- _Assignment 1_: In the runaway-train passage, how fast was the chase crew moving when they attached their locomotive to the rear car?
- _Assignment 2_: Continue the runaway-train passage from where it stops.

- _Document passage_:
======

One was plumbing - they were looking for such tradesmen to help build the new nuclear plant that was going up at Three Mile Island. The other was his father's line - railroading.
His dad worked at the storied Enola yards, the heart of the Pennsylvania Railroad's freight operations, north of Harrisburg. Hosfeld spent hours there as a kid.
His father was often away for long stretches, but the boy remembered the kindness of the men hanging out in the crew office. They were like family. The railroad took care of you, he remembers.
He'd seen how his grandparents had struggled as farmers.
"I wanted a pension plan," Hosfeld recalls, sitting on the sofa of his home in Marysville, a few miles from the Enola yards. So he signed up for the railroad, rose through the ranks at Conrail from fireman to trainmaster, and was put in charge of various freight yards in Pennsylvania and Maryland before being sent to Ohio in 1996.
By the time Locomotive 8888 passed the Whirlpool plant north of Findlay, TV news helicopters were following overhead. All Hosfeld could do was stand by as the train blasted through another crossing.
Back in Toledo, supervisors began rolling out Plan B: Catch the train from behind.
The crew of a northbound train farther down the line was ordered to uncouple its locomotive and wait on a siding for the runaway.
About 2:05 p.m., the train passed Dunkirk - where Hosfeld briefly considered trying to run it off the rails into a quarry.
Now the chase train was in hot pursuit. Five miles south, near Blanchard, that crew caught up with the train. Moving at 51 m.p.h., they managed to attach the locomotive to the rear car.

======

- _Entries provided_:
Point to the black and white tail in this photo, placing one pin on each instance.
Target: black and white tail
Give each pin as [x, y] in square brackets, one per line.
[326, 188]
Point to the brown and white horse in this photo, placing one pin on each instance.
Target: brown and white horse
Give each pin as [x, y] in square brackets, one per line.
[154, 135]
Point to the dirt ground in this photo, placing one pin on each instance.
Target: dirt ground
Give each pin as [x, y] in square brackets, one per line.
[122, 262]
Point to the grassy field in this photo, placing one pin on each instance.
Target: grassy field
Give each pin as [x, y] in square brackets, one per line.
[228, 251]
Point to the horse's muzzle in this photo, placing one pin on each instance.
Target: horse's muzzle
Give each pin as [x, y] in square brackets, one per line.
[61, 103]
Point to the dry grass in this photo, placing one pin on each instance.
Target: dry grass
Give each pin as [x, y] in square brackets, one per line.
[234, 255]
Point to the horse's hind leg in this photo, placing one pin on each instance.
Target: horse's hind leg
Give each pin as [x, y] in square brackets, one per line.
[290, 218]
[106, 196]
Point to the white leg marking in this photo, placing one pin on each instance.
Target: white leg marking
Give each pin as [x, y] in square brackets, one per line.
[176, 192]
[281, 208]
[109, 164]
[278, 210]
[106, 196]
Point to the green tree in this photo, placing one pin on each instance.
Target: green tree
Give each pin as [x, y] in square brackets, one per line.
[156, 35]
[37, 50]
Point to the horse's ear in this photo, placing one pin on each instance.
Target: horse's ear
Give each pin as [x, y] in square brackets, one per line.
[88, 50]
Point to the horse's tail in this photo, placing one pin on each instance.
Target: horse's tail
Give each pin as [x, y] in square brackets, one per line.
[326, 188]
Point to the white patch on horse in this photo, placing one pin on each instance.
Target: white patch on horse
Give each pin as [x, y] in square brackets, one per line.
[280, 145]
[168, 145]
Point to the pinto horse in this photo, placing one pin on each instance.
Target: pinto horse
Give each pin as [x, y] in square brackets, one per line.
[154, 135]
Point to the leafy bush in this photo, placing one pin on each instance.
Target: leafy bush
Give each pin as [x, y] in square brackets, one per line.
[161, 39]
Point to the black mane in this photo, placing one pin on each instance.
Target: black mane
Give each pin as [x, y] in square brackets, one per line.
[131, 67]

======

- _Exercise answer 1_: 51 m.p.h.

- _Exercise answer 2_:
The normal speed for safe car coupling is 4 m.p.h.
Now came the task of slowing the runaway. Engineer Jess Knowlton had to apply the brakes of his locomotive ever so gently, lest he break the train apart.
By the time the train reached Kenton, Knowlton and conductor Terry L. Forson had slowed it to about 11 m.p.h.
Yet they couldn't stop it. The 3,000-horsepower engine and the weight of 47 cars added up to "too much power," Hosfeld said.
But now it was entering Hosfeld's home turf - the train yard at Kenton. He had directed his crew to create a blockade, putting two locomotives on the same track as a last-ditch effort to halt the train.
He still thought he could stop it, though. He got out of the pickup truck at a crossing, minutes ahead of the train. "I heard it screaming," Hosfeld recalled.
What he had in mind was a perilous three-foot leap.
He'd jumped on moving trains in those Enola yards, but they moved at 2 or 3 m.p.h., not 11.
"I only had one chance," Hosfeld said. "I thought I had to focus. 'I've got to hit this.' "
He stretched his legs, said a prayer, and started running.
He ran sideways along the right-of-way as the engine approached. Just as its nose passed, he jumped - nailing his landing on the step, and hauling himself to the locomotive's deck.
He raced to the cab to shut down the throttle. It was 2:30 p.m., two hours after No. 8888 rolled out of Toledo on its own. The train had gone 66 miles.
He radioed: "It's over, fellas. I got it stopped. We're safe."
In the Hollywood version, the train is described as a missile "the size of the Chrysler building," barreling toward a major city, ramming horse trailers, train cars - everything except puppies, as one reviewer wrote. Denzel Washington plays a veteran engineer who leaps across train car roofs. Actor Chris Pine, as the conductor, dangles between moving cars.
In reality, thanks to Hosfeld and the other trainmen, no one was injured and the train was intact.
In 2009, 20th Century Fox hired Hosfeld as a consultant. He shared railroad lore and language with director Tony Scott on locations in Pittsburgh and Ohio.
When production was done, Hosfeld's real-life role ended up on the cutting-room floor, his character reduced to a composite.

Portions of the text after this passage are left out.